EXTRAIT DU DOCUMENT ->
----------
L’église Saint-Martin-du-Pinet, dédiée aussi à Sainte-Barbe, se situe en amont du village de la Cresse. Faisant face au château de Peyrelade, elle a été construite à quelques dizaines de mètres du lit majeur du Tarn.
Elle tire son nom du hameau voisin, dont l’origine latine « Pinetum » (bois de pins) a été donnée par allusion à la forêt qui domine.
Autrefois la terre de Pinet comprenait un château appartenant aux comtes de Creissels puis à la famille d’Armagnac (jusqu’en 1335) qui passa à la Maison de Mostuéjouls jusqu’au XVIe siècle, mais comme le rappelait Argeliez : « Il ne reste aucune trace du château des anciens seigneurs de Pinet ; mais on voit encore les ruines de son presbytère, ainsi que sa vieille église… » (L’Echo de la Dourbie, 3 décembre 1843).
Vieille, l’église l’est en effet, on prétend qu’elle était déjà debout en 1281, une partie de l’édifice semble même remonter à la fin du XIe siècle. Un acte de cette époque stipule qu’il passa en l’an 1082 sous la dépendance de l’abbaye de Saint Victor de Marseille.
Eglise paroissiale dès l’époque romane, elle aura pour succursale les églises Saint-Jacques de Caylus et St Beaudile de la Cresse.
A l’époque romane, il était courant que les édifices religieux se retrouvent isolés à la confluence de plusieurs terroirs dans les fonds de vallée. C’est le cas de Saint-Baudile de la Cresse, Saint-Jacques de Caylus, Saint-Amans de Bouffiac (dans la vallée de la Dourbie) ou encore Notre-Dame-des-Champs sur la route des gorges du Tarn.
----------
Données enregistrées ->
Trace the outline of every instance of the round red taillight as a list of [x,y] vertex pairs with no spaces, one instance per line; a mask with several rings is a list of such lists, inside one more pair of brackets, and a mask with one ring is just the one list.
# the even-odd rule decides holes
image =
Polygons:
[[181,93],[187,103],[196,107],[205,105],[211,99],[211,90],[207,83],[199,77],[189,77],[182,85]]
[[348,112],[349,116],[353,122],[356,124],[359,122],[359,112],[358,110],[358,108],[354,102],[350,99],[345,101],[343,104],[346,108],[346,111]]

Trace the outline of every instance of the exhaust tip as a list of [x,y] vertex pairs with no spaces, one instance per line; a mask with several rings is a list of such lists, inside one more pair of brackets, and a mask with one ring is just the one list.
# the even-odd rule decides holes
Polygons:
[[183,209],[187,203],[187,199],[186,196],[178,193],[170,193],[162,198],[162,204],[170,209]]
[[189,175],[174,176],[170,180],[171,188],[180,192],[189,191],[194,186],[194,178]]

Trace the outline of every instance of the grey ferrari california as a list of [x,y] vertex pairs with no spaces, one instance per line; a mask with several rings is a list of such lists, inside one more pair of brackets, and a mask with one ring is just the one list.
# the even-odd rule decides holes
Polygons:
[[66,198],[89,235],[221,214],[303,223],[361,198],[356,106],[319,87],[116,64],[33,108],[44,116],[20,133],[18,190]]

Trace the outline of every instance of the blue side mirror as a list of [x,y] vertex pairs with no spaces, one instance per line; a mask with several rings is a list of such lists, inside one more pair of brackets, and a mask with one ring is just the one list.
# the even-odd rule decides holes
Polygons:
----------
ÉNONCÉ ->
Relevez, dans le texte sur l'église Saint-Martin-du-Pinet, les édifices religieux cités comme isolés à la confluence de plusieurs terroirs en fond de vallée à l'époque romane.

CORRIGÉ ->
- Saint-Baudile de la Cresse
- Saint-Jacques de Caylus
- Saint-Amans de Bouffiac (dans la vallée de la Dourbie)
- Notre-Dame-des-Champs (sur la route des gorges du Tarn)